### Dettagli del compito:
Per favore, traduci in inglese questa frase del brano su Gerardo D’Ambrosio: «Quando alla scomparsa di una personalità pubblica, in questo caso un magistrato, i giornali dedicano intere pagine per fare l`elogio della sua vita è buon segno.»

### Brano:
^^^^^^^^
Gerardo D’Ambrosio ha sempre camminato diritto. Con ostinazione
Quando alla scomparsa di una personalità pubblica, in questo caso un magistrato, i giornali dedicano intere pagine per fare l`elogio della sua vita è buon segno.
Gerardo D`Ambrosio si è conquistato un elogio così franco e diffuso perché «per quanto t`ingegni di camminare diritto guai a non guardare dove metti i piedi!». Sono parole sue, me le disse in una pausa dei nostri impegni senatoriali nella piccola, ma accogliente mansarda dell`ex hotel Bologna, in cui chiedemmo che i nostri uffici da senatori fossero contigui. Una volta parlammo delle tante interviste su un`Italia che offriva scenari miserandi nella sua corsa verso la fine della prima Repubblica. Fu allora che alla temperie di Mani pulite D`Ambrosio dedicò (qui è il procuratore Borrelli a dirlo) «la saggezza di un uomo incline a trattenere la parte più ardente del suo carattere»; e quando il Csm lo liberò dall`accusa, infondata, di avere screditato l`ex ministro di Grazia e Giustizia, Filippo Mancuso, l`ormai coordinatore del Pool milanese (su incarico di Francesco Saverio Borrelli facevano capo a D`Ambrosio Davigo, Colombo e Di Pietro) mi autorizzò a trascrivere su un mio volume una dichiarazione, in quei termini, Medica: «Noi non abbiamo inda- gato su un singolo caso di corruzione, ma su un sistema di collusione che aveva un`omertà molto simile a quella della criminalità organizzata; tant`è vero che uno dei segreti dei successi delle nostre indagini è stato quello di aver adottato sistemi di indagine molto vicini a quelli che si usano contro ogni forma delinquenziale proprio perché era necessario rompere un`omertà insita proprio nella natura stessa del reato di corruzione. E se la si estende va a toccare anche politici, imprenditori, burocrati; tutta insieme una complicità difficilissima da combattere».
^^^^^^^^
### Dati:
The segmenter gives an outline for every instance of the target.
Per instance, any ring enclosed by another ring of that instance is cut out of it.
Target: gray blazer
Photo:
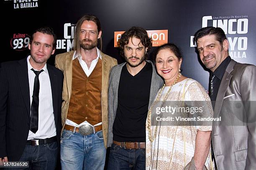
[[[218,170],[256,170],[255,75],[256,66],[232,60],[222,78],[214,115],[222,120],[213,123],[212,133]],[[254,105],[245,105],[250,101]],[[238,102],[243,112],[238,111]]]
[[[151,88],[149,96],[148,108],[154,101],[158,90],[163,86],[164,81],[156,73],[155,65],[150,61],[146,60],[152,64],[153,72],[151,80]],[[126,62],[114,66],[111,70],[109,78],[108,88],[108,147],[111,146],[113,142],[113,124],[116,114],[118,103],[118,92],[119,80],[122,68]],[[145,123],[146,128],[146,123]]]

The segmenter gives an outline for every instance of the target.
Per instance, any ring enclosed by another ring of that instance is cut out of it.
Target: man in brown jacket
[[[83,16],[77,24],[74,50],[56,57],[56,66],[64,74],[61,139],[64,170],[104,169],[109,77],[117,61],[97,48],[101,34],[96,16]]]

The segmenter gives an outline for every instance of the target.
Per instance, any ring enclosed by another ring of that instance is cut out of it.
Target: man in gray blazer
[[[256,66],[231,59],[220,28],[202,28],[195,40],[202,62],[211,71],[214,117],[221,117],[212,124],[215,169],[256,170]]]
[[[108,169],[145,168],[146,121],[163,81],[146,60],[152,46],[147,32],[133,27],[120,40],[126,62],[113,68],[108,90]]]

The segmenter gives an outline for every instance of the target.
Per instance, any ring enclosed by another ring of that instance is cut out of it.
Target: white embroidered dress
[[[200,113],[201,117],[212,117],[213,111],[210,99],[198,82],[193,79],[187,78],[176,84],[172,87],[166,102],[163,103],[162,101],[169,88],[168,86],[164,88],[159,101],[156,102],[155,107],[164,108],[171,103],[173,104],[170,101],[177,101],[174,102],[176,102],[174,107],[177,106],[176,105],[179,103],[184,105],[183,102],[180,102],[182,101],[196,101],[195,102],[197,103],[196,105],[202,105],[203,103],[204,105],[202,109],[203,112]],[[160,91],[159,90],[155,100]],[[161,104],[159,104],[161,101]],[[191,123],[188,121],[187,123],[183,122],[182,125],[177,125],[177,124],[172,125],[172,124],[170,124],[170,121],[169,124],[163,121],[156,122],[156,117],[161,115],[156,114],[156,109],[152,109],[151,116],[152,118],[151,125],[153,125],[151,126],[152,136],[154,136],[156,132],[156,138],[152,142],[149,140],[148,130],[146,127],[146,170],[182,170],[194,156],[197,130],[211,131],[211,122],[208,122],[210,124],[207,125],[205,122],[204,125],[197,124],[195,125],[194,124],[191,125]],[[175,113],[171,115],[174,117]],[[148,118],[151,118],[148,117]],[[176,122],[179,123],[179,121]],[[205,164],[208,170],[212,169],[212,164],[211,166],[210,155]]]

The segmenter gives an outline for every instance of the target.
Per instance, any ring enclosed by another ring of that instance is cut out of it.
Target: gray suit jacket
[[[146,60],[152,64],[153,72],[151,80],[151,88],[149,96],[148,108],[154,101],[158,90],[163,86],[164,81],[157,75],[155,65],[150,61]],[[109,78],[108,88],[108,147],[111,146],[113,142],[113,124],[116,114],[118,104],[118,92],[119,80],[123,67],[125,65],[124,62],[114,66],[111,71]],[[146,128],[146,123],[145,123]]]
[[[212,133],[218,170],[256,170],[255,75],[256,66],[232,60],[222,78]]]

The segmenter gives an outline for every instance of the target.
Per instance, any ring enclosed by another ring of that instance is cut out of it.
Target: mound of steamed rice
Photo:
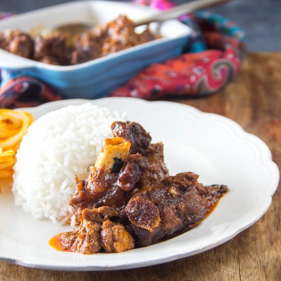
^^^^^^^^
### Risultato:
When, upon the death of a public figure, in this case a magistrate, newspapers devote entire pages to praising his life, it is a good sign.